Set problem: Rescale the stretch of rows from the one containing "If you would be willing to indicate the chair backrest" through the last row. Reproduce only those rows, requests included, with each coordinate in the answers multiplied by 0.85 and rounded to a whole number, halves going up.

================================

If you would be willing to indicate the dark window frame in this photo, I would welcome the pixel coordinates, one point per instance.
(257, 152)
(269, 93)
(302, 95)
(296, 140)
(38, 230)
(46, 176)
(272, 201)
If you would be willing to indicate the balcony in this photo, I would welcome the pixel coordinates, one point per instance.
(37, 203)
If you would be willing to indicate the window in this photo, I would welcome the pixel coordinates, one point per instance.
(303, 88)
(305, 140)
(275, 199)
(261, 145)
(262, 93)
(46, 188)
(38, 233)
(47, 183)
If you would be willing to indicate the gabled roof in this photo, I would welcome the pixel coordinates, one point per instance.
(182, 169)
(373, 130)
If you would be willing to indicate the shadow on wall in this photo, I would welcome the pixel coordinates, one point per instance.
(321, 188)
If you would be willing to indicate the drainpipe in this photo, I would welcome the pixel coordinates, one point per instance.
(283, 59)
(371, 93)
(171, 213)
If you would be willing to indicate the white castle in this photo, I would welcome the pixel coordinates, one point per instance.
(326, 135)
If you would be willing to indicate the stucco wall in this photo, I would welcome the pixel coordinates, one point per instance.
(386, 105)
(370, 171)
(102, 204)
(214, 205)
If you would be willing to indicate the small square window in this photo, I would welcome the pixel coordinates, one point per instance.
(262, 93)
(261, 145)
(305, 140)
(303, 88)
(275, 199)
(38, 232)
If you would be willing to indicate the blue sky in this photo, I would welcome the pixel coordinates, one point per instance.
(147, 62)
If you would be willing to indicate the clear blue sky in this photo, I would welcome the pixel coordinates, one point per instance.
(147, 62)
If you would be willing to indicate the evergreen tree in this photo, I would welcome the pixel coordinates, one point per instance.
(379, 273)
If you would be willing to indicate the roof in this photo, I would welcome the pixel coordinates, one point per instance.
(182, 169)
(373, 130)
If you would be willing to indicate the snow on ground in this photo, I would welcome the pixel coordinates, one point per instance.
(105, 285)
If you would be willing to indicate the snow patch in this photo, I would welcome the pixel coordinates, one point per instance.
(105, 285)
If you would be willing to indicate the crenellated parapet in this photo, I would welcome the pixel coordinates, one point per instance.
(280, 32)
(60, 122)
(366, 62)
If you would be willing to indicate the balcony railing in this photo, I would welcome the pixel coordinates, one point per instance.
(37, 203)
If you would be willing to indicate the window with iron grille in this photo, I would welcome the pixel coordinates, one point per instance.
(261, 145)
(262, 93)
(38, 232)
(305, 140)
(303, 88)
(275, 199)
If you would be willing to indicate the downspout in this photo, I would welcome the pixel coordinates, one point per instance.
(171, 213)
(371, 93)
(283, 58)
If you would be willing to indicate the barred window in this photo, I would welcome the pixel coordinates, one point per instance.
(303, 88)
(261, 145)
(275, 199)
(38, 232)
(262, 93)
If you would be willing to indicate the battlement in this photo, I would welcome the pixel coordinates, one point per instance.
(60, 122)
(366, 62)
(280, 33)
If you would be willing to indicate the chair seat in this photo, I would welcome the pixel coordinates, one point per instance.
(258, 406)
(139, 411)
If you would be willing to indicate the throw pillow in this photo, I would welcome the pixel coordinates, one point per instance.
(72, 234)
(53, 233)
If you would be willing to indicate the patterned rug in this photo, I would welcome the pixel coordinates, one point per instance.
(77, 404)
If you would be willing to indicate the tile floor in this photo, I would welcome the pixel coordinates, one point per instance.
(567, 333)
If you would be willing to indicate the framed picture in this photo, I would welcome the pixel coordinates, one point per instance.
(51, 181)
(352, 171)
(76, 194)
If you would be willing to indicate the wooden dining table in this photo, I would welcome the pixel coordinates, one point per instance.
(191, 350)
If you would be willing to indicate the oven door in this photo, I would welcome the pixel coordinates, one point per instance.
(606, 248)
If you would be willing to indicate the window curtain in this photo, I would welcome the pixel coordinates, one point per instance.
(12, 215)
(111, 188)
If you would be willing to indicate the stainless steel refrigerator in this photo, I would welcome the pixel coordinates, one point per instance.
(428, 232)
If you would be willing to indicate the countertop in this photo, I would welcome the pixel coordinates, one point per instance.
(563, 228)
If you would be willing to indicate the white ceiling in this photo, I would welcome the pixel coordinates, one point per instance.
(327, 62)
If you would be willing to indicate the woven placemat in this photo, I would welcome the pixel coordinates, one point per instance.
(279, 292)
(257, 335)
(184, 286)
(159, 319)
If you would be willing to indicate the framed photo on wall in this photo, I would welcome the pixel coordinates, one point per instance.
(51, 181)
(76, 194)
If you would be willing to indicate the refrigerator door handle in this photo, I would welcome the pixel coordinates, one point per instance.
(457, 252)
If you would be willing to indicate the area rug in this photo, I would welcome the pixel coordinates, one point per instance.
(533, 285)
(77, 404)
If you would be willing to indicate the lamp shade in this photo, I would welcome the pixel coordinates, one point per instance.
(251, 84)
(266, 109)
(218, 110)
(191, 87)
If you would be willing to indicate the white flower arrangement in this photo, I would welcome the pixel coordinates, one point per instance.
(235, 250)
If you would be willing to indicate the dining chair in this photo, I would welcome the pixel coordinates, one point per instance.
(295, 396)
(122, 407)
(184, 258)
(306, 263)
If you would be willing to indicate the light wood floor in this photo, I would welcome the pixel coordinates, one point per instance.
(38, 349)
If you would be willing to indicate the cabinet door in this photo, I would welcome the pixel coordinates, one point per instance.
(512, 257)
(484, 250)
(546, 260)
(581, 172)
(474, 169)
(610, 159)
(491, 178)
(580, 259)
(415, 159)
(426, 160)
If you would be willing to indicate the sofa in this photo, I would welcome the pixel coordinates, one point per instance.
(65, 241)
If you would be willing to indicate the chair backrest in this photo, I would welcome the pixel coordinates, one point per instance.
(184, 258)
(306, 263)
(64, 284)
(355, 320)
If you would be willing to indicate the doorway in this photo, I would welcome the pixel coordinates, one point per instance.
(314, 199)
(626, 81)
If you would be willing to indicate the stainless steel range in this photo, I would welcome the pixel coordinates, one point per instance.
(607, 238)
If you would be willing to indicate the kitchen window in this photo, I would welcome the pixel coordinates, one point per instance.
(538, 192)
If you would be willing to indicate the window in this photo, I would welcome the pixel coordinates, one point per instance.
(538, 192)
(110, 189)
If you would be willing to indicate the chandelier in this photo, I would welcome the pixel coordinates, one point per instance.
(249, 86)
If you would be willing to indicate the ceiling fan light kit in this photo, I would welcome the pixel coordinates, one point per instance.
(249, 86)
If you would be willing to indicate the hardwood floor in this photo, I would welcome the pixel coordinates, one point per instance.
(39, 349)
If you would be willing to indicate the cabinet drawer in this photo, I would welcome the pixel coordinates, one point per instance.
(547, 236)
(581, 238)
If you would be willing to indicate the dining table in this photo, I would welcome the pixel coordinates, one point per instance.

================================

Result:
If you would be willing to indicate the chair backrest in this photo, I would welcome the pixel coordinates, one point per instance.
(156, 219)
(260, 224)
(54, 241)
(302, 272)
If you would be willing to indicate the doorway in this photo, I would welcome the pixel coordinates, one point per instance.
(267, 169)
(532, 69)
If you would be willing to indicate the stainless steel range in this photo, I would welcome the pixel coordinates, one point per instance.
(516, 202)
If you would be willing to indicate the kitchen window in this photo, I would welcome the pixel coordinates, one point per instance.
(457, 163)
If you would be willing to indicate the window in this photo, I would welcome the pixel coordinates, one point per instance.
(457, 163)
(94, 161)
If you would be willing to indicate the chandelier in this photo, I would welcome the pixel coordinates, one point per instance.
(212, 73)
If you would be willing to indicate the ceiling fan light kit in this photo, I would welcome the pixel coordinates, one point per instance.
(212, 73)
If you would be willing to indicate the hardwood floor in this photo, I would welcome the pixel coordinates, one point per instance.
(33, 297)
If you would be willing to indicate the cabinet drawer in this photo, I would welcome the pixel coordinates, one point per instance.
(465, 201)
(494, 202)
If you would be willing to indicate the dining table in this photo, I would welcome the pixel coordinates, one point per instance.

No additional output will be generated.